→ TAREFAS A REALIZAR:
[1] Retorne do texto sobre TEA e TDAH o trecho que começa nas palavras que contêm "Essa combinação impõe" e termina em "a convivência familiar.".
[2] Reescreva de forma mais breve o parágrafo do texto sobre TEA e TDAH que começa com "Com a publicação do DSM-5", mantendo os fatos principais.
[3] Segundo o texto sobre TEA e TDAH, com o que a hiperatividade pode ser confundida?

→ TEXTO:
_ _ _ _

Comorbidade entre TEA e TDAH: O que Profissionais Precisam Saber

Você já atendeu uma criança com Transtorno do Espectro Autista (TEA) que parece estar em constante movimento, não consegue permanecer sentada por mais de um minuto, muda de atividade o tempo todo, interrompe, grita e parece reagir a tudo com intensidade? Ao mesmo tempo, essa criança apresenta dificuldades acentuadas de comunicação, rigidez comportamental e pouca iniciativa social. Seria apenas autismo? Ou existe algo mais coexistindo ali?

Essa cena é mais comum do que se imagina — e pode indicar a presença simultânea de dois diagnósticos: TEA e Transtorno de Déficit de Atenção e Hiperatividade (TDAH). Embora distintos, esses transtornos compartilham características comportamentais que podem confundir tanto o diagnóstico quanto a intervenção, exigindo um olhar clínico mais apurado e individualizado.

Desafios para a prática clínica

Com a publicação do DSM-5, passou a ser possível diagnosticar TEA e TDAH em comorbidade, algo que antes era excluído nos critérios formais. Essa atualização refletiu os achados da literatura científica, que demonstram que crianças com autismo podem apresentar sintomas significativos de TDAH.

Essa combinação impõe uma série de desafios práticos e teóricos:

  • Desatenção sigfnificativa e impulsividade comprometem o engajamento em sessões terapêuticas e a permanência em atividades estruturadas.
  • Hiperatividade pode ser confundida com estereotipias motoras, levando a erros de interpretação e estratégias ineficazes.
  • A sobrecarga sensorial e emocional se intensifica, afetando o sono, a alimentação, o desempenho escolar e a convivência familiar.
  • O processo diagnóstico torna-se mais complexo, já que os sintomas de um transtorno podem mascarar ou imitar os do outro.

Além disso, é comum que o TDAH se manifeste de forma precoce, ainda antes do diagnóstico formal de TEA, o que pode atrasar intervenções mais amplas e multidimensionais.

_ _ _ _

→ LISTAGEM EXTRAÍDA:
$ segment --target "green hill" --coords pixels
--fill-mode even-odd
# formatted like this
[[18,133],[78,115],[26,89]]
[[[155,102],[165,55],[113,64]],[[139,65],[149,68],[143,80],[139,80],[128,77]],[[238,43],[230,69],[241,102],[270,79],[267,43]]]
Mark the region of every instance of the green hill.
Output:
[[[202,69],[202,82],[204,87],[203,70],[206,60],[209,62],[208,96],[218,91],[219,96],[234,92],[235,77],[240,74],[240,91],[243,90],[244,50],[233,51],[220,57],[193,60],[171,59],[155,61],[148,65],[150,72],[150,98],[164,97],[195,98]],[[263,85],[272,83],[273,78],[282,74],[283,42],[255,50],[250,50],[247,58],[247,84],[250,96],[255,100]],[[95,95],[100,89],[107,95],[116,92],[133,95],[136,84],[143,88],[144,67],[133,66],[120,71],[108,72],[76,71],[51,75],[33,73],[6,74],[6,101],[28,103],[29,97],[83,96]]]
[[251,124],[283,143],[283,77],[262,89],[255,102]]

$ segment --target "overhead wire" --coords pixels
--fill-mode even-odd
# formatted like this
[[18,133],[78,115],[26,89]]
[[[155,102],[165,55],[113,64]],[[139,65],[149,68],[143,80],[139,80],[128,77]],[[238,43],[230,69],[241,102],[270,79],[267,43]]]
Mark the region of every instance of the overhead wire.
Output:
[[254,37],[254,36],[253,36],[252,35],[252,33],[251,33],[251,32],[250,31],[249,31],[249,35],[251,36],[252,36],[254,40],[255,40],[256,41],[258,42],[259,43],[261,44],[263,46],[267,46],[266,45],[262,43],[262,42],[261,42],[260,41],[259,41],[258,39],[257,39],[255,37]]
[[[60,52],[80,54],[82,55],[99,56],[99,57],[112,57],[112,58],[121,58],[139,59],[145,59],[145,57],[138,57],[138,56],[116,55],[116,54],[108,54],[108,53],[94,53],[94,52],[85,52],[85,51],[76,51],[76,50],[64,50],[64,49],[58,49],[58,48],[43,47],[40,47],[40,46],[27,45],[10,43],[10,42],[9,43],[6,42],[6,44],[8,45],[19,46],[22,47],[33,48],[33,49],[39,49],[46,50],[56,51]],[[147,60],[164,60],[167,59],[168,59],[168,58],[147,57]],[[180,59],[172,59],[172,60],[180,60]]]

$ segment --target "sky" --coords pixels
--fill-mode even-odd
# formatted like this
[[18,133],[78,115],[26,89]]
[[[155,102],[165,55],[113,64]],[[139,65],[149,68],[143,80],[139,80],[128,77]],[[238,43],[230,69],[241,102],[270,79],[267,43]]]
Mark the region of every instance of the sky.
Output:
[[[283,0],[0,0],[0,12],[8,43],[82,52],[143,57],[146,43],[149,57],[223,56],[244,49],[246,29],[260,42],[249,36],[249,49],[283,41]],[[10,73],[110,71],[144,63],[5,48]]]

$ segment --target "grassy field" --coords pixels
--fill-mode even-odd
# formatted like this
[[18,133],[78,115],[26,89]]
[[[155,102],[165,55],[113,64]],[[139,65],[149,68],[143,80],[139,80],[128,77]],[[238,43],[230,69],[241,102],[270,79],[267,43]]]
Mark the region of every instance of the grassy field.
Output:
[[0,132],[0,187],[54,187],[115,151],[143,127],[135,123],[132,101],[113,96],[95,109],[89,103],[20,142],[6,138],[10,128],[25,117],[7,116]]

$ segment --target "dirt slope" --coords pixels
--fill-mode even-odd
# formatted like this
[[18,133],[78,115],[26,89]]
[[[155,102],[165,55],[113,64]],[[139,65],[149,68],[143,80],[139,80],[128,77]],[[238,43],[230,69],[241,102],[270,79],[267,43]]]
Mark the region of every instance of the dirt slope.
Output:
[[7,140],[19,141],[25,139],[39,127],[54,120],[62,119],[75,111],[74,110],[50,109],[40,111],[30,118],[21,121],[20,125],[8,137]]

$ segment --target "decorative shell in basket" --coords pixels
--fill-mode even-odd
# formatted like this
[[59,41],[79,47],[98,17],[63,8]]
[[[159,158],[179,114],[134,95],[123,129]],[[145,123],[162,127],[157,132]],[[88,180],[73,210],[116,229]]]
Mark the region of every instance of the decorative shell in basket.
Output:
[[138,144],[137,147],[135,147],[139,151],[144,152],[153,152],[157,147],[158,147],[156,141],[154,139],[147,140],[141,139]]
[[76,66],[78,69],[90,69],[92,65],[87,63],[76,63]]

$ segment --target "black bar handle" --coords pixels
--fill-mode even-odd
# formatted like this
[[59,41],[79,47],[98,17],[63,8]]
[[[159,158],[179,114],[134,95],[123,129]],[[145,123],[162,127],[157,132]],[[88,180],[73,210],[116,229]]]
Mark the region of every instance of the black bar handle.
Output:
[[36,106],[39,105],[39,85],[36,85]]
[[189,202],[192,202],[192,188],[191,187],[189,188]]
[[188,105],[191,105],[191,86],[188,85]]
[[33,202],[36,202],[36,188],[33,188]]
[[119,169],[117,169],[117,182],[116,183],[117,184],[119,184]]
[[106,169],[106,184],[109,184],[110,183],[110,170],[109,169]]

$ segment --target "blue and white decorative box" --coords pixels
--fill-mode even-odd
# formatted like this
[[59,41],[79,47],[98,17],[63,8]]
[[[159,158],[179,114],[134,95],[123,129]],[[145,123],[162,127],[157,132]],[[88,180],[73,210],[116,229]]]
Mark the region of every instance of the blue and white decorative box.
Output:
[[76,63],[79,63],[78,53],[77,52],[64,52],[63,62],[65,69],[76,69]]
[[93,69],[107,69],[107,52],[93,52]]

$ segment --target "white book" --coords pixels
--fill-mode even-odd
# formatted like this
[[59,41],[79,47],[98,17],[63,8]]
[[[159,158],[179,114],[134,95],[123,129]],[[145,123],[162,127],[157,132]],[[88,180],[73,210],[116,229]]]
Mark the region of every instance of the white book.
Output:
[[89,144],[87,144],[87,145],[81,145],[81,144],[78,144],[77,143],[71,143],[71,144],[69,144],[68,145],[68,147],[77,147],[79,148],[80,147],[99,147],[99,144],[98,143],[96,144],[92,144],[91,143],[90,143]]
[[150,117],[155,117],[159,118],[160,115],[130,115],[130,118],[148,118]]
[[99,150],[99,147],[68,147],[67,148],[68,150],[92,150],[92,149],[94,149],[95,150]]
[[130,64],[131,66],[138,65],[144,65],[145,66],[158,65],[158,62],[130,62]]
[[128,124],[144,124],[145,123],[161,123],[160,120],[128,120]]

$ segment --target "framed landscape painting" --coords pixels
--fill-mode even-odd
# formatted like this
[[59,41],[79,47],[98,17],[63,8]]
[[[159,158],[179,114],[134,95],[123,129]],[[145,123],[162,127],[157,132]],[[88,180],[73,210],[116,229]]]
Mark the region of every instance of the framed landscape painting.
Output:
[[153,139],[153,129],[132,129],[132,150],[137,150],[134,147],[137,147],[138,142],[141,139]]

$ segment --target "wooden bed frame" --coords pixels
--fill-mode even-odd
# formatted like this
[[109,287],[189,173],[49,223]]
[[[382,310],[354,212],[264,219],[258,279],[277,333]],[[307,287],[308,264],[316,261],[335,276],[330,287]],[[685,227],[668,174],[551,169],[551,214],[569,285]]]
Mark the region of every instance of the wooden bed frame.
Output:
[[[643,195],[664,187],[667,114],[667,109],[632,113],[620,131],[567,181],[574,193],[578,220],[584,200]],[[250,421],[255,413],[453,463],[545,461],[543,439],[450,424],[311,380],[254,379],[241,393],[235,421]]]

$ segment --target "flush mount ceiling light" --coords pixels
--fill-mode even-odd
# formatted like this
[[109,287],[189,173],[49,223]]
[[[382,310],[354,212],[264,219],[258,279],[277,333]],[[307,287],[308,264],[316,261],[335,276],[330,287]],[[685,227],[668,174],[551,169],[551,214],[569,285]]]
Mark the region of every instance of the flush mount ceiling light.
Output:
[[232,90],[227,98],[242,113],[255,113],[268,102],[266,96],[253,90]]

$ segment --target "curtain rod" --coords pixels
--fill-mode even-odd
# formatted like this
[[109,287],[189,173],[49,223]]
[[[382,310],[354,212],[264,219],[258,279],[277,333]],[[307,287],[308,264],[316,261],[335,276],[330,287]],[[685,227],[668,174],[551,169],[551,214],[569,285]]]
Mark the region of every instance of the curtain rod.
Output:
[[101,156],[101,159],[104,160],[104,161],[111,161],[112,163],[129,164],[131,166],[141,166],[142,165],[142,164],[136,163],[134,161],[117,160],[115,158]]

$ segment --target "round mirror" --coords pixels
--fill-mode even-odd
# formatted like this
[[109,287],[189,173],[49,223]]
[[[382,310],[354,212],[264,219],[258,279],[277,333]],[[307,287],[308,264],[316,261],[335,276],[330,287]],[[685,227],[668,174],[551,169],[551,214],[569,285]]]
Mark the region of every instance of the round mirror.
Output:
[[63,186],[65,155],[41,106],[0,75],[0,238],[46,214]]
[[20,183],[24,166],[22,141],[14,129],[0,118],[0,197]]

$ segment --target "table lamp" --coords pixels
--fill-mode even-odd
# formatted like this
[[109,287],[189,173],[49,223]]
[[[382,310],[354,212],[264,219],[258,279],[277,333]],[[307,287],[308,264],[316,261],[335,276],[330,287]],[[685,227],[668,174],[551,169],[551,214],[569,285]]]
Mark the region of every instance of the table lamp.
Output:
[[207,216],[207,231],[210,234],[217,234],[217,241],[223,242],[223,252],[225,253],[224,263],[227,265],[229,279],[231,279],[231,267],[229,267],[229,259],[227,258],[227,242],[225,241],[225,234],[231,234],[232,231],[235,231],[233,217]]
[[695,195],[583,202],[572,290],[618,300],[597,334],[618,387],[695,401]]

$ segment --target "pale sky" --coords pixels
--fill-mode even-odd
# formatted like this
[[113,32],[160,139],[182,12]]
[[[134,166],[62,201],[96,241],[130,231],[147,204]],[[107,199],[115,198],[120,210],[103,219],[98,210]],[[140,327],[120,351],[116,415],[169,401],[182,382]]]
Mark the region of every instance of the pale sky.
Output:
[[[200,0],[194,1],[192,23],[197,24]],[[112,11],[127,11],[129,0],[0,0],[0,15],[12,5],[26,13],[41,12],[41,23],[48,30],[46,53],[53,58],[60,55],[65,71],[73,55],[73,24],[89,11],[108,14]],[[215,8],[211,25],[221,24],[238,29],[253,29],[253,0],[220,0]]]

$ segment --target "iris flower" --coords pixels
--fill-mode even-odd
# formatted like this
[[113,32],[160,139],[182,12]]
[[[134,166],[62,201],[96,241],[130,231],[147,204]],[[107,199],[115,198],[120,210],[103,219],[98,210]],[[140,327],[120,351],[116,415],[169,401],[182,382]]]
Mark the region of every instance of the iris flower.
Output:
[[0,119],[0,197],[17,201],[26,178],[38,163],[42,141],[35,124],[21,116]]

_ _ _ _

→ RESPOSTAS:
[1]
Essa combinação impõe uma série de desafios práticos e teóricos:

  • Desatenção sigfnificativa e impulsividade comprometem o engajamento em sessões terapêuticas e a permanência em atividades estruturadas.
  • Hiperatividade pode ser confundida com estereotipias motoras, levando a erros de interpretação e estratégias ineficazes.
  • A sobrecarga sensorial e emocional se intensifica, afetando o sono, a alimentação, o desempenho escolar e a convivência familiar.

[2] Com o DSM-5, TEA e TDAH passaram a poder ser diagnosticados em comorbidade, algo antes excluído pelos critérios formais. A mudança acompanhou a literatura científica, que mostra que crianças com autismo podem ter sintomas significativos de TDAH.

[3] Com estereotipias motoras.